**WHAT TO WORK ON:** Looking through the entries, count each line where the string "petal" occurs, and write only the total.

**SUPPLIED ENTRIES:**
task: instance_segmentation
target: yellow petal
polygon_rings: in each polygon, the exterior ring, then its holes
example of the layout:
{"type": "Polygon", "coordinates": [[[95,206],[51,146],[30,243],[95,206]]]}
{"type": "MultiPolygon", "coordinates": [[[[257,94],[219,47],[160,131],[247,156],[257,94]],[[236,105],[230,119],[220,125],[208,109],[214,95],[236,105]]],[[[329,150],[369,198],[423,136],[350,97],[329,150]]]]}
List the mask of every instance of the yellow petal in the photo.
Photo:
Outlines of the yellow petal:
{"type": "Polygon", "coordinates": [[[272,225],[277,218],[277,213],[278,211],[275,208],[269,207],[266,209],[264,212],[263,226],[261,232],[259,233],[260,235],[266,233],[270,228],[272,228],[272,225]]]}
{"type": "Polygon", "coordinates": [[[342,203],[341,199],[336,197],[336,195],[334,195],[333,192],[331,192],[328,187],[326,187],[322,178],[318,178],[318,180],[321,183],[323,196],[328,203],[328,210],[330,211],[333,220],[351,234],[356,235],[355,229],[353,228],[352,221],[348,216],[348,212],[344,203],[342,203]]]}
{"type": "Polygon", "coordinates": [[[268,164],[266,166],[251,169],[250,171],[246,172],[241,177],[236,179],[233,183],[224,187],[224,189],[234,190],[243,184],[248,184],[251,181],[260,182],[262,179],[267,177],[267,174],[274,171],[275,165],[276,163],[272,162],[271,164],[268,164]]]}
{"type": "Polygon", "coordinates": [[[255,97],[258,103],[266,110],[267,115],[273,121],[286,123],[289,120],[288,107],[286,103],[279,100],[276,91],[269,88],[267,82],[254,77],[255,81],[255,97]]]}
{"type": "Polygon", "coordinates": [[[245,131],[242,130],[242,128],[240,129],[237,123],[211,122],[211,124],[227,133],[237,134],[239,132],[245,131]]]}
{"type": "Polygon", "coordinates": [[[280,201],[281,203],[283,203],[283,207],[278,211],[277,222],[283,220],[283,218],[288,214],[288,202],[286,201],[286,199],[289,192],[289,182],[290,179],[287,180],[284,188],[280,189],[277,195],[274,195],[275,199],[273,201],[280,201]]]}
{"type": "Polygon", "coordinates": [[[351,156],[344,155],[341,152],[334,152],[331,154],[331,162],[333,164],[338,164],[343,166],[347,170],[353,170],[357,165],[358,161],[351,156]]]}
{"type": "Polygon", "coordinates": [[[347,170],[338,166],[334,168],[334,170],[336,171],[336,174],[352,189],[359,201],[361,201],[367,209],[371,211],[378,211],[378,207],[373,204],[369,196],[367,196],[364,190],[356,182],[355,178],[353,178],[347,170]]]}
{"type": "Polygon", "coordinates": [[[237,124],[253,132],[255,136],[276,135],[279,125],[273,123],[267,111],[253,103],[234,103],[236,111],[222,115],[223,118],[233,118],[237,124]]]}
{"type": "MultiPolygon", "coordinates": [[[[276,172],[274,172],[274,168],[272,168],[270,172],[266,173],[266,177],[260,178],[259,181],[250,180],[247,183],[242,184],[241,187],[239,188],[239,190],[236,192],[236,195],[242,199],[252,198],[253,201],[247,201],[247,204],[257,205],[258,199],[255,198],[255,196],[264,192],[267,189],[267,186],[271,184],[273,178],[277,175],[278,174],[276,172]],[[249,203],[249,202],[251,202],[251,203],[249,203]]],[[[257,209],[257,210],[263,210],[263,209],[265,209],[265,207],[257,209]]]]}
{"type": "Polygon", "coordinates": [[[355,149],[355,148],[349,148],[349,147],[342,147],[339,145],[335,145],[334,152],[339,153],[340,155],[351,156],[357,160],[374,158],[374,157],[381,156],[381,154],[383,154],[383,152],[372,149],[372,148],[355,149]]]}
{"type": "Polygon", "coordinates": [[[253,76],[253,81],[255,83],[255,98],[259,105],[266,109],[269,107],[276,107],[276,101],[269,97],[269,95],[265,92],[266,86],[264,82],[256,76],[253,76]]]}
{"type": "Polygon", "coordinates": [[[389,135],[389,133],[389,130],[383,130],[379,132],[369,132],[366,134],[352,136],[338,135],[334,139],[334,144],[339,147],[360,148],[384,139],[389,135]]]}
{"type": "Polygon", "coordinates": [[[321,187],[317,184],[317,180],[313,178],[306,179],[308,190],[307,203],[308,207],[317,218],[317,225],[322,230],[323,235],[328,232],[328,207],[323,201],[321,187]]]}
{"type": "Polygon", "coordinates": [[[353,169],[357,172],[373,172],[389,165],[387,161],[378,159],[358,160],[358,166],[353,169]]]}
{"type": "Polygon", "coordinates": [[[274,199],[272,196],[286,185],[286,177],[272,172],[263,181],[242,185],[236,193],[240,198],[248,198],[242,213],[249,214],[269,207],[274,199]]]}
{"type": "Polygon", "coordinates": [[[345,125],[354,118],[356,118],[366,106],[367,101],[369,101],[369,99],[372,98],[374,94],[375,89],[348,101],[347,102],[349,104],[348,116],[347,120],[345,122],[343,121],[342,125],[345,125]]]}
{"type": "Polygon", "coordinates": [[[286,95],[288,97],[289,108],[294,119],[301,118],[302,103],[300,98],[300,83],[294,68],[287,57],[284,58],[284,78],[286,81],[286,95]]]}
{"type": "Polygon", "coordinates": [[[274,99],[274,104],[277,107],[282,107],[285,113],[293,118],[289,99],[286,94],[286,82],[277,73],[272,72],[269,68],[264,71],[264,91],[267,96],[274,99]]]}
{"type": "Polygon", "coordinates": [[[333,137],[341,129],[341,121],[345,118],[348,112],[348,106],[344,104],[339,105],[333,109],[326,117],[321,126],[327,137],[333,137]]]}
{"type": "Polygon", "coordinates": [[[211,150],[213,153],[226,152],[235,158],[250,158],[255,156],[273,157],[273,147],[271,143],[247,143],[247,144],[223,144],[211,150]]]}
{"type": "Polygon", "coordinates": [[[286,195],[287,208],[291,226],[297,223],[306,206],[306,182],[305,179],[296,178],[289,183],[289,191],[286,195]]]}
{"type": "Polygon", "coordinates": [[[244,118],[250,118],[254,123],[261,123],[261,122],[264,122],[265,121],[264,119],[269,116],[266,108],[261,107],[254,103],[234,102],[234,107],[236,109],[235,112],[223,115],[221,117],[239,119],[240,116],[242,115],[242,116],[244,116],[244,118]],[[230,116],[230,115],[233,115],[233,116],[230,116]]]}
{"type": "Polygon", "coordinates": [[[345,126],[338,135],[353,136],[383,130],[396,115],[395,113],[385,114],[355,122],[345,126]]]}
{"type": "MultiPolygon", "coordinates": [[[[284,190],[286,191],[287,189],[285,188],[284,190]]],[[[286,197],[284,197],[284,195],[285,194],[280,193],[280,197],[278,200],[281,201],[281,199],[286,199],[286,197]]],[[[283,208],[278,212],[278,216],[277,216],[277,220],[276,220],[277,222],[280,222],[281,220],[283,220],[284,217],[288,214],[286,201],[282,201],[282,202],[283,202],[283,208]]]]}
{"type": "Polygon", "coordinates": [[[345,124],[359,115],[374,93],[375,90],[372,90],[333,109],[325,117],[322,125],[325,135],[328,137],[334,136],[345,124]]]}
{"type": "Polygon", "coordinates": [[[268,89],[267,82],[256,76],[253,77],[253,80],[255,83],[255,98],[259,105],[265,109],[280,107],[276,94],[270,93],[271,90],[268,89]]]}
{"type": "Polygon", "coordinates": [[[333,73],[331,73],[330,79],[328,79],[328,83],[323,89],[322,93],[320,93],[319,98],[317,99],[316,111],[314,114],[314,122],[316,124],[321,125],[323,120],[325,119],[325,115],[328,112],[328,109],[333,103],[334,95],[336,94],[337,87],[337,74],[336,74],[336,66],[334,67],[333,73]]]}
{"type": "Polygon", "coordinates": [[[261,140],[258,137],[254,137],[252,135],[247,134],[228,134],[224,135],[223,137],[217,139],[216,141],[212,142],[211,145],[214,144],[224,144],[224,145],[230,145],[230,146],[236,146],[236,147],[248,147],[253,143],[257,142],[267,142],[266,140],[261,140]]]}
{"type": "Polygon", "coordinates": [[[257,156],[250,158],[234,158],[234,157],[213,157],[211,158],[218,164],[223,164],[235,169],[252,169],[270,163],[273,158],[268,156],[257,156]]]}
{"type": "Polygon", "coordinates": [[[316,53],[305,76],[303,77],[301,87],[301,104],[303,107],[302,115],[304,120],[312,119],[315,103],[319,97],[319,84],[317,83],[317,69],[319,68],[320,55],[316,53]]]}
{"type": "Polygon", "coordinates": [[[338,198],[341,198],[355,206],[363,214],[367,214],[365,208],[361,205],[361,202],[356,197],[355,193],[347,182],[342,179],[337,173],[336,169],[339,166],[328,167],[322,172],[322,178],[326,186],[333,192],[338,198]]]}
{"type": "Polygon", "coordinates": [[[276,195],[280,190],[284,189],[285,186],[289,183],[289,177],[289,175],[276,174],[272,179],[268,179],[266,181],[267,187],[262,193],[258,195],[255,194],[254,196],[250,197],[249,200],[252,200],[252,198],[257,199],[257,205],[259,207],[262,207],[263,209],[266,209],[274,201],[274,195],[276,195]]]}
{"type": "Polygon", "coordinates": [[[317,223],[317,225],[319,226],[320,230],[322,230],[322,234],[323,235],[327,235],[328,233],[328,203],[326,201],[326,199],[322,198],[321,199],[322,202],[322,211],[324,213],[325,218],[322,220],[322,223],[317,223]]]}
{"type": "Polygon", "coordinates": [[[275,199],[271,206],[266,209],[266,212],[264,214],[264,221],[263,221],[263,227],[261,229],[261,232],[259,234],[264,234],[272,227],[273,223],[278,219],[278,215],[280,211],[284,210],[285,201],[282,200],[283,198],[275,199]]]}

**ANSWER BOX:** 3